» DOCUMENT SECTION
•••••

Geza Kassai: geza@graphixxdesign.com
Website: Graphixx Design, Inc.

Small Business Association: www.sba.gov
Registration for counselingRegister (ohio.gov)
Small Business Development Center at Lakeland Community College: www.lakelandcc.edu/sbdc
America’s SBDC: www.americassbdc.org

 

 

Transcript of Biz Chat Ohio’s podcast 2.9: Geza Kassai

Hello, everyone. Welcome to this Biz Chat Ohio, the podcast bringing you big ideas for small businesses, and the best of small business news and industry trends from Ohio’s thought leaders. This podcast is made possible by Lakeland Community College and the Ohio Small Business Development Center. I’m your host, Cathy Walsh, Director of the Small Business Development Center, and I’m joined by my co-host, Gretchen Skok-DiSanto, Director of the Lakeland Community College Entrepreneurship Center and business advisor for the Ohio Small Business Development Center.

So hello, everyone. We are now in our second season of Biz Chat Ohio, and this is officially our 20th podcast. And in celebration, we’d like to take a different direction today. And rather than focus on legal issues with businesses or marketing challenges or financing challenges that we’ve covered in our other 19 podcasts, today we want to focus on the importance of pursuing your dreams and passions, even if it means doing a 180-degree turn in your career.

Now I’m thinking about my own career. I originally started as an economic developer 25 years ago. And then seven years ago I decided to make a big change and I followed my passion for teaching, and I took a position at Lakeland in the Business Management Department. And I know, too, that my co-host, Cathy, started her career in banking, and then she changed directions to working in nonprofit organizations focused on providing resources to small businesses.

So we’re really excited today about our guest. He has an incredible story that took him from jewelry designing to establishing his own architecture firm and eventually to working on Hollywood films with some incredibly famous people. So now we’re going to turn over everything over to Cathy to introduce our special guest today.

Yeah, thanks, Gretchen. Today we are talking to Cleveland-based Geza Kassai. After receiving his bachelor of science in architecture from the Ohio State University, Geza accepted a position with an architecture firm, and after several years of working for others, he opened up his own firm, Graphics Design, Inc. And that was in 2007.

Since then, Geza has also transitioned into the film and television industry as art director and set designer. And that transition is what we want to discuss today. So welcome, Geza.

Thank you. It’s good to be here.

Hi. I’d just like to start with you giving us– telling us a little bit about your early career in either jewelry design and/or architecture and what got you interested in those fields to begin with.

Sure so as far back as I can remember, my mom told me about one of our relatives– I don’t even know who anymore– was an architect. Maybe it was her father. I never met them. Anyways, they mentioned that maybe that’s something I should look at. So pretty much from the age of eight, I knew I wanted to do architecture.

•••••

» WRITTEN PROBLEM
Can you go on with the podcast transcript featuring Geza Kassai, starting right after its last sentence?

» PROVIDED DATA
•••••

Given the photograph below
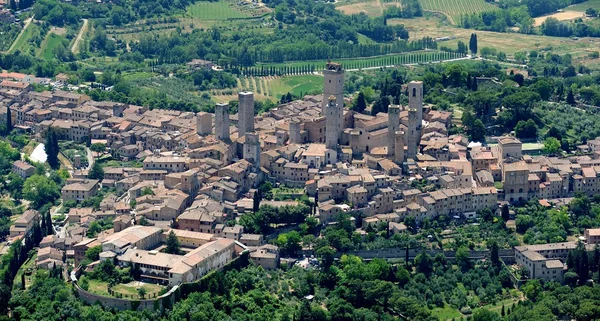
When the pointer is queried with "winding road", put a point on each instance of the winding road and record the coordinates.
(75, 48)
(27, 22)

•••••

» SOLVED PROBLEM
And my dad was a jeweler. So at 12 years old, I started working in his shop. And I did that throughout high school. So when all my friends worked at McDonald’s, I was working at fancy jewelry stores. Not just for my dad anymore, I moved on to other stores. Then I ended up completing college to get my architecture degree. Somehow I just always knew that I needed to do design, whether it was designing things people wear or things people see or buildings people walk in.

So how often did you go from being an architect to a Hollywood art director? That’s quite a change.

It is. So there was actually two things that drove it. One was when I was just out of college, I specialized in 3D animation. So there was an independent film in Cleveland that needed somebody. So I worked on that for free and quit before the end of it because it was insane schedules and the amount of work I was doing was just too much for free. And so I was never interested in working in film then because it just didn’t appeal to me.

And then approximately, I don’t know, 15, 16 years later, a friend of mine that stayed at the firm that I had left got laid off and his sister said, oh, maybe you should pursue set design. Well, none of us knew anything about it. So he worked for about two or three years driving trucks for free at first and then PAing– secretary type work for the movies. And then he got hired on his first film as a set designer, and before he even started, he mentioned that they might need more set designers. So would I be interested?

And I said, sure, I’ll give it a try. So I was doing both my architecture office work and work for my own business, and then working during the day for the movies.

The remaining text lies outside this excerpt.